Nothing other than the lines from the one containing "Query: dock" through the last line of the data below should be output, each reproduced exactly.

= Beginning of Section =

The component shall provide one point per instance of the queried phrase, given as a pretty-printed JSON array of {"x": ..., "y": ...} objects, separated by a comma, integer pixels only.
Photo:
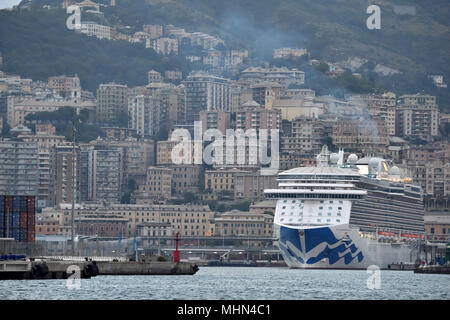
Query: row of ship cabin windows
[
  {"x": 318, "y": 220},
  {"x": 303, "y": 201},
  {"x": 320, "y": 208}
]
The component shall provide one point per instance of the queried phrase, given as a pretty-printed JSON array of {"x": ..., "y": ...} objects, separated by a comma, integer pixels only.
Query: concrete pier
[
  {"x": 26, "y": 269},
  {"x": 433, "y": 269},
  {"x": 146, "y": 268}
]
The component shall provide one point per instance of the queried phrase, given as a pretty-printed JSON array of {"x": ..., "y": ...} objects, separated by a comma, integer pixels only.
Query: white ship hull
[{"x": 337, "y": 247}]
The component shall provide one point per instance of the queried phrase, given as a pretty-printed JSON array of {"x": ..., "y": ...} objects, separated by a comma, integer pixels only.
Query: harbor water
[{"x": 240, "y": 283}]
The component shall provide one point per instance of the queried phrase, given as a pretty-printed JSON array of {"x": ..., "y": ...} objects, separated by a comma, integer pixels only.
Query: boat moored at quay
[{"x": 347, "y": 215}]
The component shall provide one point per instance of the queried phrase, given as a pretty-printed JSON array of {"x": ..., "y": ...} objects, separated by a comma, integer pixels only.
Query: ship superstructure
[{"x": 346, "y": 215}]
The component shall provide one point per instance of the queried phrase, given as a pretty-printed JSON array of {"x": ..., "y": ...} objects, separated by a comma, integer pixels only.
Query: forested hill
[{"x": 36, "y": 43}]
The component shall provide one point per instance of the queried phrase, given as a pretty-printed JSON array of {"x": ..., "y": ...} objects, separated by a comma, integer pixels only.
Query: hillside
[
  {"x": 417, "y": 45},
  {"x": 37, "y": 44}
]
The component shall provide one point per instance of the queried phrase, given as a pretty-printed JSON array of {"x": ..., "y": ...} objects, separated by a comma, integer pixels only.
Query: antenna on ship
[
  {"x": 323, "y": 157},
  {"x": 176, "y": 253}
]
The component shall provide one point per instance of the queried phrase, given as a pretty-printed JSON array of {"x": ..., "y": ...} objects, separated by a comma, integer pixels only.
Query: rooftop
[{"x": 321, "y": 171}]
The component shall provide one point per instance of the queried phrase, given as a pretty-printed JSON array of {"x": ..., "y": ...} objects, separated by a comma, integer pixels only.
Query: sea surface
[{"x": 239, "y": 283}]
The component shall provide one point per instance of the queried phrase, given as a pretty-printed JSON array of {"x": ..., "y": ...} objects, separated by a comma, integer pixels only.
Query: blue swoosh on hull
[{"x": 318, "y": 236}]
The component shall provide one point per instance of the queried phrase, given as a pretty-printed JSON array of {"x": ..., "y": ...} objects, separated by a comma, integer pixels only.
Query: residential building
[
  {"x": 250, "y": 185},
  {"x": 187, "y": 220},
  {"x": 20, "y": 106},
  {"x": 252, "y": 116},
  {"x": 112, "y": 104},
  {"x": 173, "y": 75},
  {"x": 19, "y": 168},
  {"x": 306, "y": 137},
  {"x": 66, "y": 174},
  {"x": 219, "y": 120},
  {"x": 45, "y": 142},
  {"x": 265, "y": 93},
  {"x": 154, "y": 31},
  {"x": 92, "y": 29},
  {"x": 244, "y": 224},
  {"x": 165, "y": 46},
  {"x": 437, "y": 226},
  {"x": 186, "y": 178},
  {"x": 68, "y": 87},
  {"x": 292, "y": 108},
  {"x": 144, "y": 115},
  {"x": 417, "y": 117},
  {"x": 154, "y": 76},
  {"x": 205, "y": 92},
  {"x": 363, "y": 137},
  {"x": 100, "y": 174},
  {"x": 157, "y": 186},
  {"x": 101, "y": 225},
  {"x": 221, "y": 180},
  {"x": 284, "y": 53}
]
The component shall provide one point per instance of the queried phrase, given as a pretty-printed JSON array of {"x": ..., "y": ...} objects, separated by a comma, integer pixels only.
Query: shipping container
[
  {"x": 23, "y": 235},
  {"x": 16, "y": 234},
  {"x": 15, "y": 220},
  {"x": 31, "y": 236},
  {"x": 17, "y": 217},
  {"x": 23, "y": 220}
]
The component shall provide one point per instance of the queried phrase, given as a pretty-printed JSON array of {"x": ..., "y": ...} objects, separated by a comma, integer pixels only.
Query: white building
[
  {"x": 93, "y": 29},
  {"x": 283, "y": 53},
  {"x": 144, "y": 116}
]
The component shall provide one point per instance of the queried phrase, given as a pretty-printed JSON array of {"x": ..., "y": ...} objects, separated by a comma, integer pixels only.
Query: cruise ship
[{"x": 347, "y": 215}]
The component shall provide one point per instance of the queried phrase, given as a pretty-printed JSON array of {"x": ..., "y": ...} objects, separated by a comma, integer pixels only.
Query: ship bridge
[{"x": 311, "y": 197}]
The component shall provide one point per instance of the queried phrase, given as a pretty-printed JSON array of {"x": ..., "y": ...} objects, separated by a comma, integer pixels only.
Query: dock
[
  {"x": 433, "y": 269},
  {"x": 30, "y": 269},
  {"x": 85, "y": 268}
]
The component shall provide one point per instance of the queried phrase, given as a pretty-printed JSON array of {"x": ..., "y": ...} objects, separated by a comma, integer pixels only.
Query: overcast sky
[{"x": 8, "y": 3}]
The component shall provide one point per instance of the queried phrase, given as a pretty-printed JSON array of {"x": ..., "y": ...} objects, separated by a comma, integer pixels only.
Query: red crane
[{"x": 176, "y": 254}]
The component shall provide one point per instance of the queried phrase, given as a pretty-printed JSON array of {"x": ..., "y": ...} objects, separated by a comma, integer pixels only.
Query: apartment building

= End of Section =

ANSWER TO THE EXERCISE:
Query: dock
[
  {"x": 433, "y": 269},
  {"x": 30, "y": 269},
  {"x": 85, "y": 268}
]
The component shall provide one point per instance of the queried phrase, given as a pretty-printed JSON array of {"x": ..., "y": ...} objects, separated by a comma, integer pixels only.
Query: overcast sky
[{"x": 8, "y": 3}]
The component shall provide one point per instance of the queried phrase, given as a pretty-printed JSON array of {"x": ..., "y": ...} objects, separated by a comma, integer pixels only.
Query: red crane
[{"x": 176, "y": 254}]
The component shall provide one point per instance of the queried phrase, given as a pretty-printed JSON array of {"x": ..., "y": ...} objects, separated by a comma, integer pixels only.
Query: apartment building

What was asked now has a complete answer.